→ TEXT SHOWN:

(In the light of Union Home Minister Rajnath Singh introducing in the Lok Sabha a Bill to amend the 1955 Citizenship Act, The Quint presents a debate on the contentious issue of granting Indian citizenship to non-Muslim minorities from neighbouring countries.)
Half-Baked Move
- The Citizenship (Amendment) Bill, 2016, seeks to amend the 1955 Citizenship Act.
- Hindus, Sikhs, Buddhists, Jains, Parsis and Christians not to be treated as illegal immigrants.
- For such minorities, aggregate period of residence or government service in India will be six and not 11 years.
- Illegal immigrants without valid documents can apply for citizenship.
- Period of residency reduced from 12 to seven years for eligibility via naturalisation route.
- Centre can cancel registration of overseas citizens who violate Citizenship Act.
In India, as in other democracies, immigration and citizenship are contentious issues. When Home Minister Rajnath Singh introduced the Citizenship (Amendment) Bill, 2016, in the Lok Sabha it was a conscious, well-thought-out political decision to grant citizenship to Bangladeshi Hindus and other minority groups from a few adjoining countries.
The Bill says:
Hindus, Sikhs, Buddhists, Jains, Parsis and Christians from Afghanistan, Bangladesh and Pakistan… shall not be treated as illegal migrants for the purposes of this Act.
Political changes in India are certainly appearing to be major determinants of the Narendra Modi government’s decision.
This is certainly in keeping with the BJP’s long-pending objective, but this government’s move to pave the way for Bangladeshi Hindu illegal immigrants to acquire Indian citizenship is not the result of any high utilitarian or liberal concerns.
It is purely aimed at increasing its vote share among the Hindu immigrants settled in West Bengal and is therefore partisan and discriminatory.
Waves of Migration
Historically, West Bengal has experienced waves of migration from 1947 onwards. While in the early phases – from Partition to 1971 (when Bangladesh emerged as an independent country and immigration restrictions came into place) – the scale and magnitude of the human inflow to West Bengal was massive.
But when border restrictions and other immigration control mechanisms – barbed wire fencing – came into force, immigration from Bangladesh did not stop. Clandestine means were adopted, by both Muslims and Hindus, to cross over.
While Muslims, who are in greater numbers, emigrate for economic reasons, Bangladeshi Hindus do so because of alleged religious persecution they face at the hands of the majority community in that country.
Of course, religious persecution cannot be ruled out, but repression alone does not explain their border crossings. In hundreds – if not thousands – of cases, land grabbing by one brother forces the other to emigrate from his village. Such examples abound.
Illegal Immigration
There are no reliable figures on the number of Bangladeshis – immigration of minorities from Pakistan and Afghanistan is too negligible to even be statistically significant – but estimates suggest anywhere between 15-20 million Bangladeshis, mostly Muslims, have crossed over and settled in various parts of India, largely in West Bengal and Assam.

→ OBJECTIVE 1:
For each statement below about the article on the Citizenship (Amendment) Bill, say yes or no depending on whether it agrees with the article, and quote the deciding words.
(a) The Bill cuts the residency period needed for naturalisation from 12 years to seven.
(b) The article says Muslims and Hindus from Bangladesh emigrate for the same reasons.
(c) The article gives a reliable figure for the number of Bangladeshis who have crossed into India.

→ PROVIDED RECORDS:

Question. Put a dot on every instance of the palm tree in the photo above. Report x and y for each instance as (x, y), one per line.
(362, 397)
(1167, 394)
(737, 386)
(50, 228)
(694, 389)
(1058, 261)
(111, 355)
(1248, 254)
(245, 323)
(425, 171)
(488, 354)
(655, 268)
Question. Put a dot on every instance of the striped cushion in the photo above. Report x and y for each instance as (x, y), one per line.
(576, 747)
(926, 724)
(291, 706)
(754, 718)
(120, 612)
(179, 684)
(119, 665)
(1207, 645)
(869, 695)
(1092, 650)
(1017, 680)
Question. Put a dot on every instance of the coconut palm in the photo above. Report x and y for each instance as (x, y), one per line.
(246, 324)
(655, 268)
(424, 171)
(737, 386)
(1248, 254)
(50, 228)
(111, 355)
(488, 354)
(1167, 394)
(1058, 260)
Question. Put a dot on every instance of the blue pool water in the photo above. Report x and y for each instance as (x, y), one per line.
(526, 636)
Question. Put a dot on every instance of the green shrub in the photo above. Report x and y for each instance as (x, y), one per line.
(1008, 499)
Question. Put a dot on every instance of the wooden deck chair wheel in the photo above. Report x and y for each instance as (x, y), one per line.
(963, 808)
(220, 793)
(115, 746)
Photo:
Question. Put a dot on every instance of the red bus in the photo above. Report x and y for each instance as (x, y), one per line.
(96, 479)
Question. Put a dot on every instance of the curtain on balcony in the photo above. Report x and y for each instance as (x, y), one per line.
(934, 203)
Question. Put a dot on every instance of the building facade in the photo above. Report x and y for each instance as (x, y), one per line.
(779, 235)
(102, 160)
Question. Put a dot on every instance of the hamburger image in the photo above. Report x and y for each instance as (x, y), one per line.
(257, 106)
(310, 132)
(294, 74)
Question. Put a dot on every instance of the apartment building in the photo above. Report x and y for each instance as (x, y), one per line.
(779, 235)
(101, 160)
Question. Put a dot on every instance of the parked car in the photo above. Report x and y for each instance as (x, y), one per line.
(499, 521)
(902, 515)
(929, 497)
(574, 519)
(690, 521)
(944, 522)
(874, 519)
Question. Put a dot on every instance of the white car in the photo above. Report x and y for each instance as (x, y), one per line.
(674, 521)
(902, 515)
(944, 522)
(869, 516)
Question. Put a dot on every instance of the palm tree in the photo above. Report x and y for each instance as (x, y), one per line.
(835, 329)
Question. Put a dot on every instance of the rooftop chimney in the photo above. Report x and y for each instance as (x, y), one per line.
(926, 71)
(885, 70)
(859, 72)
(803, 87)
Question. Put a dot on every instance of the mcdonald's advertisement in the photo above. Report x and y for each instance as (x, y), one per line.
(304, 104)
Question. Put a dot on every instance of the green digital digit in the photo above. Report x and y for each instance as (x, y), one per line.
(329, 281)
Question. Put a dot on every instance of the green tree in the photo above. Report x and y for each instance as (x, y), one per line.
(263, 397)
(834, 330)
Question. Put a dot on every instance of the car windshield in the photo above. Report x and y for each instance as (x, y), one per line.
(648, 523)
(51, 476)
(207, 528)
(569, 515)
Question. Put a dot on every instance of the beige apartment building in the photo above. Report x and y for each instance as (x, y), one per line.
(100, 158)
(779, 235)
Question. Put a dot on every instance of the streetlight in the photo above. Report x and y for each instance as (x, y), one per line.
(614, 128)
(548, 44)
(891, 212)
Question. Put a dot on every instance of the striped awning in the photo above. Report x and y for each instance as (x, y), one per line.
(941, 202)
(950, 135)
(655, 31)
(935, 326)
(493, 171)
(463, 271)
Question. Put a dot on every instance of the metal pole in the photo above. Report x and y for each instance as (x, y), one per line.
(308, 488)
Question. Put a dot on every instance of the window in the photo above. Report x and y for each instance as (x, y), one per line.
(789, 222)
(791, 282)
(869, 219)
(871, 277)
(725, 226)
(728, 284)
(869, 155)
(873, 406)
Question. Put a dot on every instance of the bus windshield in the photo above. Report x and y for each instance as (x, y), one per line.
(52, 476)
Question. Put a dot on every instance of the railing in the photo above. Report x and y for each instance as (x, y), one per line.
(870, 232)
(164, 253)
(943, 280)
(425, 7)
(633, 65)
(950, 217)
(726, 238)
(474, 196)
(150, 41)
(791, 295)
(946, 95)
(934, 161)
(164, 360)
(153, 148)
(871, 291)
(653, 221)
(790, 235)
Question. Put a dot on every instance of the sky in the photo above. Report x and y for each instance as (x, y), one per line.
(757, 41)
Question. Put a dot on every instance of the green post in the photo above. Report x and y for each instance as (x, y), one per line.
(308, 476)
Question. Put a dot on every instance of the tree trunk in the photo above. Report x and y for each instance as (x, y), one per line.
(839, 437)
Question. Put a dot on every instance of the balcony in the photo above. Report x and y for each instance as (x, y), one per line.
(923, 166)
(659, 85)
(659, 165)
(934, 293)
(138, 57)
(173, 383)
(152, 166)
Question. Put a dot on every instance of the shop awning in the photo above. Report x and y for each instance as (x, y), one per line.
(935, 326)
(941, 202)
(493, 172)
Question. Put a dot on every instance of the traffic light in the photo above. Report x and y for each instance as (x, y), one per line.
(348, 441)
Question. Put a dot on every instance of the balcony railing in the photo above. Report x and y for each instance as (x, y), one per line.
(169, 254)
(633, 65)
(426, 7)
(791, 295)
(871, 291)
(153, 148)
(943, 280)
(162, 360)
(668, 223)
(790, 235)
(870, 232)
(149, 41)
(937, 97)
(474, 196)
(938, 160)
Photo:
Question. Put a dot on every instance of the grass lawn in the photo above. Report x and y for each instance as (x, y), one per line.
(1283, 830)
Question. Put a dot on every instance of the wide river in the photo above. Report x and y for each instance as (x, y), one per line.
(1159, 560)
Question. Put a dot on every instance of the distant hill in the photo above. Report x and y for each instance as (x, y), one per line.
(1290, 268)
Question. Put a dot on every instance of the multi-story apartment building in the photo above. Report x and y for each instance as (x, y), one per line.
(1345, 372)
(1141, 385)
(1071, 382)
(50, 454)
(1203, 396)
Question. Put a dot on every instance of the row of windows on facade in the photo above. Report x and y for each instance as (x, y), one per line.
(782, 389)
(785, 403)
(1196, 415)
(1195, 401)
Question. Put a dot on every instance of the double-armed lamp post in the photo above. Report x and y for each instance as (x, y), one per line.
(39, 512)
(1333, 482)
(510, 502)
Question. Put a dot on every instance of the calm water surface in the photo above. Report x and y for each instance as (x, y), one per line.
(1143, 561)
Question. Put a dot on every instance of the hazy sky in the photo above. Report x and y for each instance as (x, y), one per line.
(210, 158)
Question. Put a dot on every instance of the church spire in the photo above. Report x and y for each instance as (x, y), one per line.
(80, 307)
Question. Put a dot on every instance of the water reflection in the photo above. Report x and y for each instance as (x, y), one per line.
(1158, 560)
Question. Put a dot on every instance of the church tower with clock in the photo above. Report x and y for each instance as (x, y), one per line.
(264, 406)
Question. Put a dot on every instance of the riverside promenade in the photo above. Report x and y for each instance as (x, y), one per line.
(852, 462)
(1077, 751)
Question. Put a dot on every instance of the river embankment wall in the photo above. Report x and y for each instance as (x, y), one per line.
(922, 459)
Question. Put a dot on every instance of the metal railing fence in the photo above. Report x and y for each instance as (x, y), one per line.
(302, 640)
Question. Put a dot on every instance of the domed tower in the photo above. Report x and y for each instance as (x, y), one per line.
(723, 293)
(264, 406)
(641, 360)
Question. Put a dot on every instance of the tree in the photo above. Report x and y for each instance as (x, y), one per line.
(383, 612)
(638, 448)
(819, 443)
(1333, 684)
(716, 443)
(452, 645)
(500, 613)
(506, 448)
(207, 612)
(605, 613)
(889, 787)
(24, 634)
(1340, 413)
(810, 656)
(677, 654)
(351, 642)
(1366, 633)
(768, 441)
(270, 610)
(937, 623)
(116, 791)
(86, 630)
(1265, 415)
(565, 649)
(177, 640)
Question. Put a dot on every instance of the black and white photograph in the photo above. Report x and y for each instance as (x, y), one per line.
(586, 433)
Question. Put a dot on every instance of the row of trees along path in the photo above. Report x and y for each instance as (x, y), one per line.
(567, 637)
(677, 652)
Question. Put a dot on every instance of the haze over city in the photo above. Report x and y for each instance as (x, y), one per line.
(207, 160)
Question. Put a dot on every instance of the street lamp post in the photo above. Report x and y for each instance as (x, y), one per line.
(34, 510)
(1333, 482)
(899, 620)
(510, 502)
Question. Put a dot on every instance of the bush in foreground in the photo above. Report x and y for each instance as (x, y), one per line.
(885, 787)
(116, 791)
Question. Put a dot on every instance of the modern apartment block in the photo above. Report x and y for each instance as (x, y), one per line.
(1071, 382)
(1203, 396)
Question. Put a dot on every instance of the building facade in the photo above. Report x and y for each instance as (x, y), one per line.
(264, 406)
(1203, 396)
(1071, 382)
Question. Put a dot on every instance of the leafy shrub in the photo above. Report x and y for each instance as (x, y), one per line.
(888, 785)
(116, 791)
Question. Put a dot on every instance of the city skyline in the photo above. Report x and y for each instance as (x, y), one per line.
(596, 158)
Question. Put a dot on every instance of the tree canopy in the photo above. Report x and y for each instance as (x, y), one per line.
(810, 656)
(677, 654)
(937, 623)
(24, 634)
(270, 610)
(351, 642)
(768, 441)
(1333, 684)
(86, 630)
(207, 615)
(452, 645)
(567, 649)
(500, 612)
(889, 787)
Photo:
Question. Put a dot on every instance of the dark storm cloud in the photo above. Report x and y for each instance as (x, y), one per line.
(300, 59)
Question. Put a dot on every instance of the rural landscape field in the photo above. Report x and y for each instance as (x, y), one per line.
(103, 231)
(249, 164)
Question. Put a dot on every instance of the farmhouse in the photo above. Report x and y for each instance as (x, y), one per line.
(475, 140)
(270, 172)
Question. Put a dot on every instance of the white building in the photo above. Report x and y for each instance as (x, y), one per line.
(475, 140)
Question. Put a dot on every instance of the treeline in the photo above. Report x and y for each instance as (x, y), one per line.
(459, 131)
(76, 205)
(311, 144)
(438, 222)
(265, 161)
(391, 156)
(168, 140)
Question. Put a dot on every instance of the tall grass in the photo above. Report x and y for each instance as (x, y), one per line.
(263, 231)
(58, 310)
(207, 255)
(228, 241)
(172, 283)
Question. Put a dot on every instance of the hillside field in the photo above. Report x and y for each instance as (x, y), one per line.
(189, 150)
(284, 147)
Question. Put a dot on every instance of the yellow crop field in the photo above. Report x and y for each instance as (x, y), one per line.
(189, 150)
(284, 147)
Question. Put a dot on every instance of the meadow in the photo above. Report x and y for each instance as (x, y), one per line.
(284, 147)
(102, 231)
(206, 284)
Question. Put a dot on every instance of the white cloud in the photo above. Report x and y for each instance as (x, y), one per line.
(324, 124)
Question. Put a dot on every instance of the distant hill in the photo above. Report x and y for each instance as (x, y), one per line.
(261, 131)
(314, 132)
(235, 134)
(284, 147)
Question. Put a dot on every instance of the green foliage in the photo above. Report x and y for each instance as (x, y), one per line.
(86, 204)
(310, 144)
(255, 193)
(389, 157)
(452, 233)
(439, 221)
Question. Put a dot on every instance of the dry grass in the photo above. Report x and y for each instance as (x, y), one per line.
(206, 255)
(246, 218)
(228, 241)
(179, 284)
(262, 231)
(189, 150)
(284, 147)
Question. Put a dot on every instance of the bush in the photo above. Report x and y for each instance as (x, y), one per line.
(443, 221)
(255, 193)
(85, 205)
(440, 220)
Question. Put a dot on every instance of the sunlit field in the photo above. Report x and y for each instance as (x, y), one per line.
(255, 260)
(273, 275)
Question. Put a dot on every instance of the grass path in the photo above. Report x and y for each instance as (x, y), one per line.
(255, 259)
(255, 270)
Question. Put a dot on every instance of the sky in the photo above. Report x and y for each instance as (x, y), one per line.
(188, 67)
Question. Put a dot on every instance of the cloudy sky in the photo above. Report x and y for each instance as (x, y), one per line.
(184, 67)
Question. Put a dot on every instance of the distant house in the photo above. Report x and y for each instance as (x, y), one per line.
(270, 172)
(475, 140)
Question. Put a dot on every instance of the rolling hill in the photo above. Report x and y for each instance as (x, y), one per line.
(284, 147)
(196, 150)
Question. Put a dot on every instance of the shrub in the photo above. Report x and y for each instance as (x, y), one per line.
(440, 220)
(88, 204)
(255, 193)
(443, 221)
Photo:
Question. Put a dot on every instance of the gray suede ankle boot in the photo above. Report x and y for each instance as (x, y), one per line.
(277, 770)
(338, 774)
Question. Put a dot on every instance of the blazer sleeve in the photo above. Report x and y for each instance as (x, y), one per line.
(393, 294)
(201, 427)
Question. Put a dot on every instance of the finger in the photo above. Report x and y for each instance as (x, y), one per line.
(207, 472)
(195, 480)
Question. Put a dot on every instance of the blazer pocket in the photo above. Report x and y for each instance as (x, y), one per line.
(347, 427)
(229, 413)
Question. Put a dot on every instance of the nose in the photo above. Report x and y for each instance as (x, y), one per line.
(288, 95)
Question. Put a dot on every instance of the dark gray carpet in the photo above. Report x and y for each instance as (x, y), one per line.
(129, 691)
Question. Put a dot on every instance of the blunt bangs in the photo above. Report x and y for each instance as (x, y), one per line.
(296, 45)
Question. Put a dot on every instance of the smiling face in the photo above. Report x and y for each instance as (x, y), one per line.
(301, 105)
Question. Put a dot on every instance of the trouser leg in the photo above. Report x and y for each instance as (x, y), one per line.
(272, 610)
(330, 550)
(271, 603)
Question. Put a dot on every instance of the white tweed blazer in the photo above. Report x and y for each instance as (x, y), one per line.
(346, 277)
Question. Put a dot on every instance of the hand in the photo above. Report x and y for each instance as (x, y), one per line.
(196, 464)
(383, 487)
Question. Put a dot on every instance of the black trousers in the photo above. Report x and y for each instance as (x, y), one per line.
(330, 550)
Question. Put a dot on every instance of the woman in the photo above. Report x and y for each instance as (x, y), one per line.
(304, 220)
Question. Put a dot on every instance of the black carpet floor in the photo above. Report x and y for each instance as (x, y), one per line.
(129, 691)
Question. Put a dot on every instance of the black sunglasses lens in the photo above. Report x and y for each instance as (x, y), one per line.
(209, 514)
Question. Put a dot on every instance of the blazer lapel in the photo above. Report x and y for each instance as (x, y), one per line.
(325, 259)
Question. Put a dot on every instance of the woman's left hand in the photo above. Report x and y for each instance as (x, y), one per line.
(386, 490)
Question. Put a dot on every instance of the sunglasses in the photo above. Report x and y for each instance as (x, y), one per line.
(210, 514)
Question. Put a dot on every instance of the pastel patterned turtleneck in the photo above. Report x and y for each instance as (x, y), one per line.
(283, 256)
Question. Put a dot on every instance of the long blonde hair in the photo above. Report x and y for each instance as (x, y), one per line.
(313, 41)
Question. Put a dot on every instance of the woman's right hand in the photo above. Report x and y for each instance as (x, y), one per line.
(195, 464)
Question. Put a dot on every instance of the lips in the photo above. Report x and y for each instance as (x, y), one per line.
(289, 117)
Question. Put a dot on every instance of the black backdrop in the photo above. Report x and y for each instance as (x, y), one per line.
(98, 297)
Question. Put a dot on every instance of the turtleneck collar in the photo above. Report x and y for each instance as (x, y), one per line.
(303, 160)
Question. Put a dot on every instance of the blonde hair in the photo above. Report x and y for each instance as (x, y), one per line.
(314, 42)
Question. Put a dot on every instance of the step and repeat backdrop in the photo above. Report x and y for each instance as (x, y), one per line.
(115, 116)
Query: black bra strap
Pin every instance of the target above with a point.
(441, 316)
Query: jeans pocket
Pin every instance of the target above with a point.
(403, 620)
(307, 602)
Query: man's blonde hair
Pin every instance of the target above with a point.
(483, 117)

→ OBJECTIVE 2:
In the entries, swap "striped cushion" for "striped pillow" in the lines from the first entry line up to and including the line with "(1017, 680)", and give back only those lines, with everything else unchanged.

→ TASK RESPONSE 1:
(a) Yes: "Period of residency reduced from 12 to seven years for eligibility via naturalisation route."
(b) No: "While Muslims, who are in greater numbers, emigrate for economic reasons, Bangladeshi Hindus do so because of alleged religious persecution they face at the hands of the majority community in that country."
(c) No: "There are no reliable figures on the number of Bangladeshis"

→ TASK RESPONSE 2:
Question. Put a dot on every instance of the palm tree in the photo above. Report x and y for each instance as (x, y), one per line.
(362, 397)
(1167, 394)
(737, 386)
(50, 228)
(694, 389)
(1058, 261)
(111, 355)
(1248, 254)
(245, 323)
(425, 171)
(488, 354)
(655, 268)
Question. Put a dot on every instance of the striped pillow in the photo above. Report x and y for each instance as (x, y), one per line.
(576, 747)
(926, 724)
(291, 706)
(754, 718)
(120, 612)
(179, 684)
(119, 665)
(1207, 645)
(869, 695)
(1092, 650)
(1017, 680)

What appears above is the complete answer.